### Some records
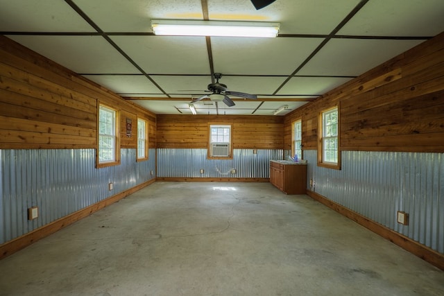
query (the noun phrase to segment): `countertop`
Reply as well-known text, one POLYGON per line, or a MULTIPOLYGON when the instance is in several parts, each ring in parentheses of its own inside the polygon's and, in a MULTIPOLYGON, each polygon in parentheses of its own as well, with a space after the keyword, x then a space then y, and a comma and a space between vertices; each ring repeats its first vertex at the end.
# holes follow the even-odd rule
POLYGON ((307 165, 307 162, 302 164, 301 162, 293 162, 291 160, 270 160, 270 162, 277 162, 278 164, 290 164, 290 165, 303 165, 303 166, 306 166, 307 165))

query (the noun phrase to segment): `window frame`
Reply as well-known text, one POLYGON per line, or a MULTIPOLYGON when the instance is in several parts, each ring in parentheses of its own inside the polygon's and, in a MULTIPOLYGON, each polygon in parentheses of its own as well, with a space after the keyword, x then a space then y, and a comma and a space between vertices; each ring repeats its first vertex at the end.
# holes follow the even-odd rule
POLYGON ((304 151, 302 150, 302 121, 301 119, 295 120, 291 123, 291 156, 298 153, 298 158, 302 159, 304 151), (300 139, 296 139, 296 124, 300 125, 300 139), (299 148, 298 148, 298 143, 299 148))
POLYGON ((103 104, 99 103, 97 104, 97 143, 96 148, 96 167, 99 168, 104 168, 107 166, 117 166, 120 164, 120 130, 119 129, 120 123, 120 112, 118 110, 114 109, 109 105, 105 104, 103 104), (108 111, 111 111, 113 113, 114 117, 114 133, 113 134, 101 134, 101 110, 104 110, 104 111, 107 111, 105 110, 108 110, 108 111), (114 159, 112 160, 105 160, 101 161, 100 160, 100 155, 101 155, 101 138, 103 135, 107 135, 108 137, 113 137, 113 144, 114 144, 114 159))
POLYGON ((232 123, 208 123, 208 146, 207 148, 207 158, 211 159, 232 159, 233 158, 233 126, 232 123), (228 145, 228 156, 212 156, 211 155, 211 144, 213 143, 226 143, 226 142, 213 142, 212 141, 212 128, 229 128, 230 136, 229 136, 229 145, 228 145))
POLYGON ((332 168, 336 170, 341 169, 341 141, 340 141, 340 134, 341 134, 341 121, 340 121, 340 108, 339 104, 336 105, 332 107, 325 109, 321 111, 319 113, 319 123, 318 123, 318 166, 323 166, 328 168, 332 168), (336 137, 332 136, 325 136, 325 132, 327 130, 325 123, 324 118, 325 115, 332 113, 332 112, 337 112, 337 122, 336 124, 336 137), (328 137, 329 139, 336 139, 336 159, 337 162, 327 162, 325 160, 325 145, 324 140, 325 138, 328 137))
POLYGON ((141 119, 141 118, 137 118, 137 148, 136 148, 136 161, 137 162, 143 162, 145 160, 148 160, 148 121, 145 119, 141 119), (139 124, 140 123, 144 123, 144 131, 143 131, 143 134, 144 134, 144 137, 143 138, 140 138, 139 136, 140 134, 139 133, 139 124), (144 156, 143 157, 140 157, 139 155, 139 141, 142 140, 144 143, 144 156))

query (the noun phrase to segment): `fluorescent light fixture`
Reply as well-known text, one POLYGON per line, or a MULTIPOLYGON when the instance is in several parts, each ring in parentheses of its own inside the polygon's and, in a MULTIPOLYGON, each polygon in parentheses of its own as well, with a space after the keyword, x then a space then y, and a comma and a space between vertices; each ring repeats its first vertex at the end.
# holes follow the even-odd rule
POLYGON ((197 114, 196 112, 196 107, 193 104, 188 104, 188 107, 189 107, 189 110, 191 110, 193 115, 196 115, 197 114))
POLYGON ((282 112, 284 110, 287 110, 288 108, 289 108, 289 105, 284 105, 283 106, 282 106, 281 107, 278 109, 276 111, 275 111, 273 114, 273 115, 278 115, 279 113, 282 112))
POLYGON ((155 35, 179 36, 276 37, 279 23, 259 21, 151 20, 155 35))

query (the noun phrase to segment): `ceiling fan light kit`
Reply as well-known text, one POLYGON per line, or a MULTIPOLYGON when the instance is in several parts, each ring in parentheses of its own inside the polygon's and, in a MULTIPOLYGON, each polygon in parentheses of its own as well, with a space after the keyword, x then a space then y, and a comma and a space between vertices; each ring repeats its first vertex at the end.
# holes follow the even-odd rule
POLYGON ((225 98, 225 96, 221 94, 212 94, 210 95, 210 99, 213 102, 221 102, 225 98))
POLYGON ((193 115, 197 114, 197 112, 196 111, 196 107, 193 104, 188 104, 188 107, 189 107, 189 110, 191 110, 191 113, 193 114, 193 115))
POLYGON ((259 21, 151 20, 154 34, 169 36, 274 37, 280 26, 279 23, 259 21))
POLYGON ((282 106, 279 109, 278 109, 276 111, 275 111, 273 114, 273 115, 278 115, 279 113, 282 112, 284 110, 287 110, 288 108, 289 108, 289 105, 284 105, 283 106, 282 106))

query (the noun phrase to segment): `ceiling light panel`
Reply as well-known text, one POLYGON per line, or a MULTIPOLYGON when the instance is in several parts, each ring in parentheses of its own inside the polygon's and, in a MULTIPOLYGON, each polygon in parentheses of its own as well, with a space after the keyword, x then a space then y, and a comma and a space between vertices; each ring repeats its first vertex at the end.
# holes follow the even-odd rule
POLYGON ((170 36, 228 36, 273 37, 279 33, 278 23, 225 21, 151 21, 155 35, 170 36))

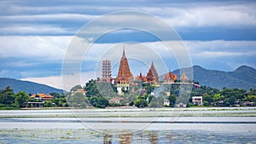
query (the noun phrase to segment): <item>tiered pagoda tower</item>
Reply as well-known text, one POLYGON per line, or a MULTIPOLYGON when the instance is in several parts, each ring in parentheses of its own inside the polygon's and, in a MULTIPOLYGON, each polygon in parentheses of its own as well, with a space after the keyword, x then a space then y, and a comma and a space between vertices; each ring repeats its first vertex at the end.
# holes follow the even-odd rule
POLYGON ((109 60, 102 60, 102 82, 110 83, 111 82, 111 62, 109 60))
POLYGON ((147 73, 147 82, 156 84, 159 82, 159 75, 152 61, 151 66, 147 73))
POLYGON ((116 81, 119 84, 129 84, 133 81, 133 75, 130 71, 127 58, 125 56, 125 46, 123 48, 123 55, 120 60, 119 73, 116 81))

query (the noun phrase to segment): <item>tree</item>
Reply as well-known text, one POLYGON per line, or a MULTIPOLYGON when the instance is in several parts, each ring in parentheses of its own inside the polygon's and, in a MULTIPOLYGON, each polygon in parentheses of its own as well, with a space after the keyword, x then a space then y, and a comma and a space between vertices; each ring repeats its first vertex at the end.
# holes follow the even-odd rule
POLYGON ((77 89, 82 89, 82 86, 81 85, 76 85, 74 87, 73 87, 70 91, 76 91, 77 89))
POLYGON ((12 105, 15 103, 14 90, 7 86, 4 89, 0 90, 0 104, 12 105))
POLYGON ((159 107, 159 101, 154 95, 151 96, 150 103, 148 104, 149 107, 159 107))
POLYGON ((25 107, 26 102, 28 101, 29 96, 24 91, 19 91, 19 93, 15 95, 15 105, 20 108, 25 107))
POLYGON ((137 99, 134 105, 137 107, 148 107, 148 101, 145 99, 137 99))

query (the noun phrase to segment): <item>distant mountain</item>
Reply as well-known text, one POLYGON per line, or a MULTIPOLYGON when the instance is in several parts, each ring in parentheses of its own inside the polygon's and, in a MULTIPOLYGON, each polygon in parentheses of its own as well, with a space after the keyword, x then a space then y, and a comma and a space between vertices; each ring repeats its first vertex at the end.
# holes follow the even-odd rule
POLYGON ((15 93, 20 90, 26 91, 27 94, 38 94, 51 92, 62 93, 63 90, 55 89, 45 84, 40 84, 33 82, 22 81, 12 78, 0 78, 0 89, 4 89, 7 86, 10 86, 14 89, 15 93))
MULTIPOLYGON (((201 85, 219 89, 226 88, 256 89, 256 70, 241 66, 233 72, 207 70, 200 66, 193 66, 194 80, 201 85)), ((179 70, 173 71, 180 78, 179 70)))

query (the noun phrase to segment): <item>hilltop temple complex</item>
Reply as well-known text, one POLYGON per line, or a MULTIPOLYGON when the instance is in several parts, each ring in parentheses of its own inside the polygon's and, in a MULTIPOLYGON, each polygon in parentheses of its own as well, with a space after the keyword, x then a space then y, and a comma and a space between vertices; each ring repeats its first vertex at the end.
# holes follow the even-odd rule
MULTIPOLYGON (((130 86, 133 85, 135 81, 141 81, 142 83, 150 84, 152 85, 160 84, 160 76, 153 61, 146 76, 143 76, 142 72, 140 72, 139 76, 133 77, 125 55, 125 47, 123 48, 123 55, 116 78, 112 78, 111 72, 111 61, 109 60, 102 60, 102 78, 98 80, 98 83, 111 83, 117 88, 119 95, 122 95, 123 90, 129 90, 130 86)), ((161 83, 174 84, 177 79, 177 75, 169 71, 168 73, 163 76, 164 81, 161 83)), ((185 73, 181 76, 180 81, 184 83, 189 82, 189 78, 185 73)))

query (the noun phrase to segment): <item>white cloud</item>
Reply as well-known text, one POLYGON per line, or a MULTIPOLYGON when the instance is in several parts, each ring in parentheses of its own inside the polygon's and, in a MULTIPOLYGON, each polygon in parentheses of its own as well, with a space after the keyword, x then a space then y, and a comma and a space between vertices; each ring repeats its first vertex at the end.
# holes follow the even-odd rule
POLYGON ((44 61, 62 60, 72 37, 68 36, 0 37, 0 56, 43 59, 44 61))
POLYGON ((2 34, 8 35, 63 35, 63 34, 73 34, 74 31, 62 28, 61 26, 54 26, 44 24, 30 25, 26 24, 25 26, 3 26, 0 28, 2 34))
POLYGON ((98 15, 82 14, 29 14, 29 15, 4 15, 0 16, 2 21, 8 22, 32 22, 32 21, 58 21, 72 20, 84 21, 96 19, 98 15))
POLYGON ((185 41, 192 57, 236 57, 256 55, 256 41, 185 41))

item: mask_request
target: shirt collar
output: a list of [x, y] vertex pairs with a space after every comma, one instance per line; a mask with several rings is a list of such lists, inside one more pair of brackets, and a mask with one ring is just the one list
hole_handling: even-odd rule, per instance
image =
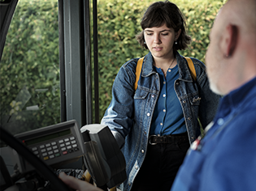
[[256, 77], [242, 85], [239, 88], [232, 91], [223, 97], [218, 109], [218, 117], [227, 116], [232, 110], [243, 106], [246, 102], [256, 97]]

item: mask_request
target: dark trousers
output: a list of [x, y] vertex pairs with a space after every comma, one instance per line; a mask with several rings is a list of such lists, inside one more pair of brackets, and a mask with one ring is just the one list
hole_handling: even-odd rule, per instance
[[[183, 134], [188, 136], [187, 133]], [[149, 143], [145, 159], [135, 177], [132, 191], [170, 191], [189, 148], [189, 138], [177, 142]]]

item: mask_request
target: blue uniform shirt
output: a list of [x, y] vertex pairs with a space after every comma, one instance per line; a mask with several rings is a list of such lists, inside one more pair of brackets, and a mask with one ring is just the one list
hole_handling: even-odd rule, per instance
[[171, 191], [255, 191], [256, 78], [223, 98], [212, 124], [192, 144]]
[[154, 70], [160, 78], [160, 94], [154, 111], [150, 134], [184, 133], [187, 129], [182, 108], [174, 90], [174, 83], [179, 78], [178, 66], [169, 68], [166, 78], [161, 68], [154, 66]]

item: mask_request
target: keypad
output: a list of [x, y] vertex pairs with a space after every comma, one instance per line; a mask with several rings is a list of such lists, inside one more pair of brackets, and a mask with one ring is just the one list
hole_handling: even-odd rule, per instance
[[31, 148], [32, 151], [38, 157], [41, 156], [44, 160], [52, 159], [62, 155], [79, 151], [75, 137], [65, 138], [46, 144]]

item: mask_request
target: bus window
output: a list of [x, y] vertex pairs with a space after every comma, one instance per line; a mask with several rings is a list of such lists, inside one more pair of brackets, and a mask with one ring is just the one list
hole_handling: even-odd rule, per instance
[[12, 134], [60, 122], [58, 0], [19, 1], [0, 63], [0, 125]]

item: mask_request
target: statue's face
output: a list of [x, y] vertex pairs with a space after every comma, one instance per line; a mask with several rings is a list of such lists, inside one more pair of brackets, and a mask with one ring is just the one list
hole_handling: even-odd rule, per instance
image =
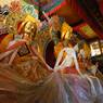
[[29, 34], [29, 33], [35, 31], [36, 28], [37, 28], [37, 26], [36, 26], [35, 23], [33, 23], [33, 22], [27, 22], [26, 25], [25, 25], [24, 30], [25, 30], [25, 33]]

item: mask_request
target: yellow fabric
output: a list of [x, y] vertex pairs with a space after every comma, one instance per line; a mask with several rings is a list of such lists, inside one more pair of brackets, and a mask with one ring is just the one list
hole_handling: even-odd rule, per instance
[[7, 49], [9, 42], [10, 42], [11, 40], [13, 40], [13, 35], [12, 35], [12, 34], [9, 34], [9, 35], [7, 35], [7, 36], [4, 37], [4, 39], [3, 39], [3, 40], [1, 41], [1, 43], [0, 43], [0, 52], [3, 52], [3, 51]]
[[64, 22], [61, 28], [61, 39], [69, 39], [73, 33], [73, 28], [66, 22]]

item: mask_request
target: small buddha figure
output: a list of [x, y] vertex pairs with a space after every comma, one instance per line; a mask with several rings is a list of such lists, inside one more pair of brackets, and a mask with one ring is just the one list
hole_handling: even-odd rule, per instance
[[73, 36], [73, 28], [67, 24], [67, 23], [63, 23], [62, 28], [61, 28], [61, 38], [60, 38], [60, 42], [54, 47], [54, 54], [55, 56], [57, 56], [59, 52], [65, 48], [65, 47], [69, 47], [73, 48], [69, 39]]

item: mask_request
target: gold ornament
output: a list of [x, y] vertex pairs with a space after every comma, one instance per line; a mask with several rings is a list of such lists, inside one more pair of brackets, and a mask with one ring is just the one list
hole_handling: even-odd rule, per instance
[[17, 34], [17, 25], [18, 23], [23, 22], [25, 18], [25, 14], [21, 13], [21, 12], [14, 12], [14, 13], [10, 13], [7, 16], [5, 20], [5, 25], [9, 27], [9, 33], [16, 35]]

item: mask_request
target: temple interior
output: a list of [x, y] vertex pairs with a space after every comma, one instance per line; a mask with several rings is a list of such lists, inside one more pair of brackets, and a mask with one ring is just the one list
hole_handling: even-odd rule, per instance
[[103, 103], [103, 0], [0, 0], [0, 103]]

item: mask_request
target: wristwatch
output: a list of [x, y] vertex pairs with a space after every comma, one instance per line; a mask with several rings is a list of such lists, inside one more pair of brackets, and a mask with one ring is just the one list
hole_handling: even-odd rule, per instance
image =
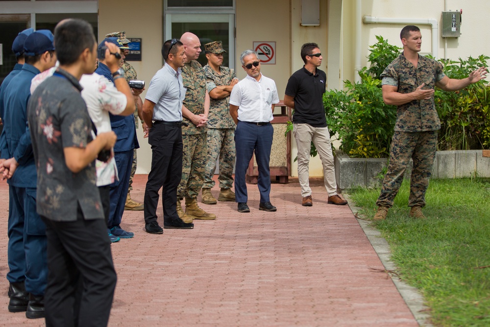
[[118, 75], [124, 76], [124, 70], [120, 68], [119, 69], [112, 73], [112, 77], [115, 77]]

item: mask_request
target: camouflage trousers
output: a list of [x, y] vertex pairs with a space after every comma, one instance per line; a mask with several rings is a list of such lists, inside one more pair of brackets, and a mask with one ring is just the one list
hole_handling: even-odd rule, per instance
[[208, 155], [203, 188], [215, 185], [213, 176], [216, 170], [216, 161], [220, 158], [220, 176], [218, 180], [221, 188], [233, 186], [233, 166], [235, 165], [235, 128], [208, 128]]
[[207, 133], [183, 135], [182, 176], [177, 188], [177, 198], [196, 199], [204, 180], [207, 147]]
[[[134, 126], [136, 127], [136, 129], [138, 129], [138, 120], [139, 118], [138, 117], [137, 107], [134, 109], [133, 115], [134, 115]], [[131, 176], [129, 176], [129, 187], [128, 187], [128, 192], [133, 190], [133, 177], [134, 176], [134, 173], [136, 172], [136, 164], [138, 163], [138, 158], [136, 157], [136, 149], [134, 149], [133, 153], [133, 165], [131, 166]]]
[[414, 168], [410, 178], [410, 195], [408, 205], [425, 205], [425, 192], [436, 156], [437, 131], [410, 133], [395, 131], [390, 150], [388, 171], [381, 186], [381, 193], [376, 201], [377, 205], [393, 206], [403, 179], [410, 158]]

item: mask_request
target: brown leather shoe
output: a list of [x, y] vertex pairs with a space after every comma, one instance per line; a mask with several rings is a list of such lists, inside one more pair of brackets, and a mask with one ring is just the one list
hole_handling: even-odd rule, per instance
[[304, 207], [311, 207], [313, 205], [313, 200], [312, 200], [311, 195], [307, 195], [303, 198], [301, 202], [301, 205]]
[[347, 204], [347, 201], [336, 194], [335, 195], [332, 195], [331, 197], [328, 197], [328, 200], [327, 203], [329, 204], [344, 205]]

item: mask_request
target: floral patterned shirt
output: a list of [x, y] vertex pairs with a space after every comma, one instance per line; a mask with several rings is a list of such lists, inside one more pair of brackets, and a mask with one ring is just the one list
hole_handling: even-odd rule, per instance
[[92, 162], [77, 173], [65, 163], [65, 148], [84, 148], [92, 140], [92, 123], [82, 99], [82, 87], [58, 68], [42, 83], [27, 104], [27, 118], [37, 167], [37, 209], [56, 221], [104, 219]]

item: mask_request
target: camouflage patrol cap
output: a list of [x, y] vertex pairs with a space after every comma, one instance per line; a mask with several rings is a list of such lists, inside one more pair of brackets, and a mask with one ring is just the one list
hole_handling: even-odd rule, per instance
[[215, 41], [204, 45], [204, 50], [207, 52], [211, 52], [219, 54], [226, 52], [223, 49], [223, 43], [220, 41]]
[[105, 34], [105, 37], [117, 37], [119, 38], [121, 42], [122, 42], [122, 44], [127, 44], [128, 43], [131, 43], [131, 41], [128, 40], [126, 38], [126, 32], [124, 31], [120, 31], [119, 32], [113, 32], [112, 33], [109, 33], [109, 34]]

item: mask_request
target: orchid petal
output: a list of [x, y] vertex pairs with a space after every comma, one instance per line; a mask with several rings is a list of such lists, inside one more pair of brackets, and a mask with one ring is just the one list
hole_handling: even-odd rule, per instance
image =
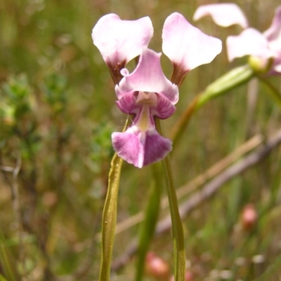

### TASK
Convert the lines from the line with "query (the noun phrase to segment): <item>distant" up to and including the line with "MULTIPOLYGON (((130 86, 133" into a JSON list of strings, one string per line, leaving out blank lines.

### OUTPUT OF THE TASK
[
  "query (the noun phrase to segment): <item>distant mountain</item>",
  "Reply as well-known text, one POLYGON per line, or a MULTIPOLYGON when the instance is in several parts, each ring in parentheses of its own inside the polygon's and, in a MULTIPOLYGON, each polygon in parentheses of its own as well, with a space after the keyword, x then a space then y, and a comma and a space between vertices; each ring repeats its first vertex at the end.",
  "# holes follow the even-odd rule",
  "POLYGON ((15 93, 20 90, 26 91, 27 94, 38 94, 51 92, 62 93, 63 90, 55 89, 45 84, 40 84, 33 82, 22 81, 12 78, 0 78, 0 89, 4 89, 7 86, 10 86, 14 89, 15 93))",
  "MULTIPOLYGON (((201 85, 219 89, 226 88, 256 89, 256 70, 241 66, 233 72, 207 70, 200 66, 193 66, 194 80, 201 85)), ((179 70, 173 71, 180 78, 179 70)))",
  "query (the noun phrase to segment): <item>hilltop temple complex</item>",
  "Reply as well-known text, one POLYGON per line, or a MULTIPOLYGON when the instance is in several parts, each ring in parentheses of its own inside the polygon's and, in a MULTIPOLYGON, each polygon in parentheses of its own as well, with a space after the keyword, x then a space then y, and a comma and a space between vertices; each ring repeats its first vertex at the end.",
  "# holes follow the even-odd rule",
  "MULTIPOLYGON (((130 86, 133 85, 135 81, 141 81, 142 83, 150 84, 152 85, 160 84, 160 76, 153 61, 146 76, 143 76, 142 72, 140 72, 139 76, 133 77, 125 55, 125 47, 123 48, 123 55, 116 78, 112 78, 111 72, 111 61, 109 60, 102 60, 102 78, 98 80, 98 83, 111 83, 117 88, 119 95, 122 95, 123 90, 129 90, 130 86)), ((161 83, 174 84, 177 79, 177 75, 169 71, 168 73, 163 76, 164 81, 161 83)), ((185 73, 181 76, 180 81, 184 83, 189 82, 189 78, 185 73)))"
]